Required task => Scale the part of the data that opens with the line containing "the mountain slope." and closes at the end of the data, and give back only that part. Reproduce every line of text, multiplying each point coordinate by 1.4 and rounding to whole numbers with halves rounded up, and leave the pictures out.

Provided data =>
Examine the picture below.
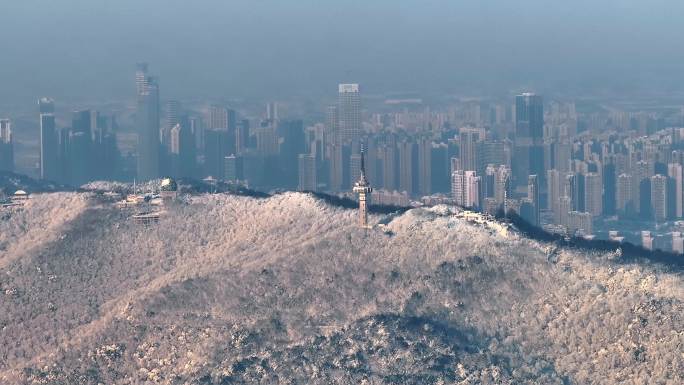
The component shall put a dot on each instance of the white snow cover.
(287, 289)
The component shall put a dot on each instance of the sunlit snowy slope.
(237, 290)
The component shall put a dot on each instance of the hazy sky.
(81, 49)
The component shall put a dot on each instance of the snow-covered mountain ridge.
(227, 289)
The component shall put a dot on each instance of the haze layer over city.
(353, 191)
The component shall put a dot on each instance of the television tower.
(363, 188)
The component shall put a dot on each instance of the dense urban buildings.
(569, 170)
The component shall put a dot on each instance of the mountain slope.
(230, 289)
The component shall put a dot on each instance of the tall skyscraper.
(363, 189)
(272, 112)
(406, 167)
(349, 112)
(49, 143)
(182, 150)
(469, 139)
(173, 113)
(141, 79)
(502, 184)
(147, 122)
(529, 136)
(465, 188)
(424, 166)
(307, 172)
(659, 197)
(623, 201)
(234, 168)
(593, 194)
(533, 197)
(674, 171)
(6, 146)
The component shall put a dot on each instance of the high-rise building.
(49, 148)
(529, 135)
(182, 150)
(424, 166)
(388, 159)
(469, 140)
(533, 197)
(354, 168)
(216, 148)
(267, 140)
(307, 172)
(141, 79)
(677, 242)
(659, 197)
(272, 111)
(221, 118)
(349, 112)
(643, 170)
(465, 188)
(502, 184)
(674, 171)
(609, 188)
(234, 168)
(623, 201)
(647, 240)
(49, 144)
(564, 209)
(553, 189)
(147, 122)
(406, 173)
(580, 223)
(363, 189)
(593, 194)
(6, 146)
(173, 113)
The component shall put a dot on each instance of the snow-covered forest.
(231, 290)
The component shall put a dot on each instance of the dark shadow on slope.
(11, 182)
(381, 349)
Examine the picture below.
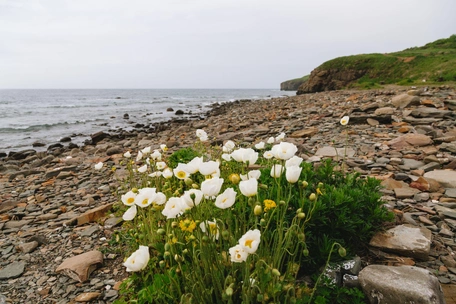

The output =>
The component shall put a dot on each instance of the mountain slope.
(322, 405)
The component shall put a dot on each instance of the tall skyscraper.
(508, 265)
(381, 157)
(568, 234)
(489, 157)
(69, 200)
(255, 210)
(657, 195)
(242, 158)
(197, 111)
(703, 258)
(206, 171)
(741, 190)
(651, 263)
(594, 232)
(430, 241)
(923, 276)
(872, 281)
(328, 235)
(830, 272)
(746, 276)
(944, 239)
(8, 204)
The component shall put a dot on each instance of the high-rise building.
(69, 207)
(741, 189)
(255, 210)
(594, 232)
(543, 223)
(657, 196)
(746, 276)
(496, 235)
(302, 207)
(374, 196)
(430, 241)
(197, 111)
(948, 339)
(923, 276)
(381, 155)
(309, 165)
(489, 157)
(900, 238)
(651, 263)
(703, 258)
(944, 239)
(853, 263)
(328, 235)
(872, 281)
(906, 336)
(69, 202)
(790, 293)
(774, 265)
(206, 171)
(568, 242)
(812, 312)
(508, 265)
(830, 272)
(8, 204)
(242, 158)
The component shall put a dot on each instance of the snow-covered forest.
(323, 406)
The component shall put a dot on each instance of the dark shadow on slope.
(15, 255)
(533, 489)
Examine the picture below.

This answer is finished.